___ Provided data

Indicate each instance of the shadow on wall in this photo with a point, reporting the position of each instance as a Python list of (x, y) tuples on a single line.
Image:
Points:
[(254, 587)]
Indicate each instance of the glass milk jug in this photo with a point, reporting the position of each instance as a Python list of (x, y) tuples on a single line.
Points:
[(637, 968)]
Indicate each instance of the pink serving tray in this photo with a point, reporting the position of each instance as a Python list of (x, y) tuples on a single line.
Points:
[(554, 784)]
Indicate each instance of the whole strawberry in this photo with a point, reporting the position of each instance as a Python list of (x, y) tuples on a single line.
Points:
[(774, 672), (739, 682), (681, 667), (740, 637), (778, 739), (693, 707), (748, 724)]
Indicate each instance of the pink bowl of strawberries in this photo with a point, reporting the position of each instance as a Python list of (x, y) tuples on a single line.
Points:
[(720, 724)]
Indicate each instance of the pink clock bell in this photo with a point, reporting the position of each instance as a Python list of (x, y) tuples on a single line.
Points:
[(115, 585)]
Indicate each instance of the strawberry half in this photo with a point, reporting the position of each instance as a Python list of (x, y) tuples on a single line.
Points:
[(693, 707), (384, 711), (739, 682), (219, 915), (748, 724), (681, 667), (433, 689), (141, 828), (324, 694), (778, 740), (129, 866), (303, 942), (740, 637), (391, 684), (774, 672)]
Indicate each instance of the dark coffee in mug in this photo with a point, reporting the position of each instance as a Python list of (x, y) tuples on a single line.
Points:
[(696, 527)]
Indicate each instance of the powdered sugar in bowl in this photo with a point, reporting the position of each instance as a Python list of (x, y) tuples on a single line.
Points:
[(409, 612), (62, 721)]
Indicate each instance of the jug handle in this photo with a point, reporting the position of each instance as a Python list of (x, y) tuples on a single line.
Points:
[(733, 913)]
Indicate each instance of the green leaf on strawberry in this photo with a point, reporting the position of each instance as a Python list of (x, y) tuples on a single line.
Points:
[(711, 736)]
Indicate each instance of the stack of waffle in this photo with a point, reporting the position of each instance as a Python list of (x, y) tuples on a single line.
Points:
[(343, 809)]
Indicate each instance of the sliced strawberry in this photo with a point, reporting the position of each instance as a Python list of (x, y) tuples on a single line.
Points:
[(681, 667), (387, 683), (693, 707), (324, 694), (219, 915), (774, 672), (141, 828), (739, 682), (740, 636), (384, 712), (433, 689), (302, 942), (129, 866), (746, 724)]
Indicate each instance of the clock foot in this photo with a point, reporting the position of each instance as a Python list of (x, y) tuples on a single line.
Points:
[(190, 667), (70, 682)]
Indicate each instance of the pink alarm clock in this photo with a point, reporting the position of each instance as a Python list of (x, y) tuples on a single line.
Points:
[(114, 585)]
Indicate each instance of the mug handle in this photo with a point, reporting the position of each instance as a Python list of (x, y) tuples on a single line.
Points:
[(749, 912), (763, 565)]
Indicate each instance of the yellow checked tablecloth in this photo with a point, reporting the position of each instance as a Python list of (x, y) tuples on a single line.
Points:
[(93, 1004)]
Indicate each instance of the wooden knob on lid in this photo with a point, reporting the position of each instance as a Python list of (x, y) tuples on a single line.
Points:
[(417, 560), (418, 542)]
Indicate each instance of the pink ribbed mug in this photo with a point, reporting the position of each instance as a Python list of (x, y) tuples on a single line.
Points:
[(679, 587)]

______

» **Instruction**: Rewrite the material from the line containing "Indicate each instance of the powdered" up to and including the line containing "[(711, 736)]", replacing "jug handle" with "pitcher handle" and leaving everything else unchanged. Return only those lines.

» **Correct result**:
Indicate each instance of the powdered sugar in bowl in this photo with a point, reporting the position of each instance as a Python list of (x, y) tuples on a single line.
Points:
[(409, 612), (62, 721)]
Indicate each instance of the pitcher handle in this photo with a point, reporting the position of each instance as a Python list of (x, y) tuples on a single line.
Points:
[(733, 913)]
Indicate each instance of the green leaf on strawberry in this photo with a point, reporting the position of each instance as a Python list of (x, y) tuples on a single line.
Points:
[(711, 736)]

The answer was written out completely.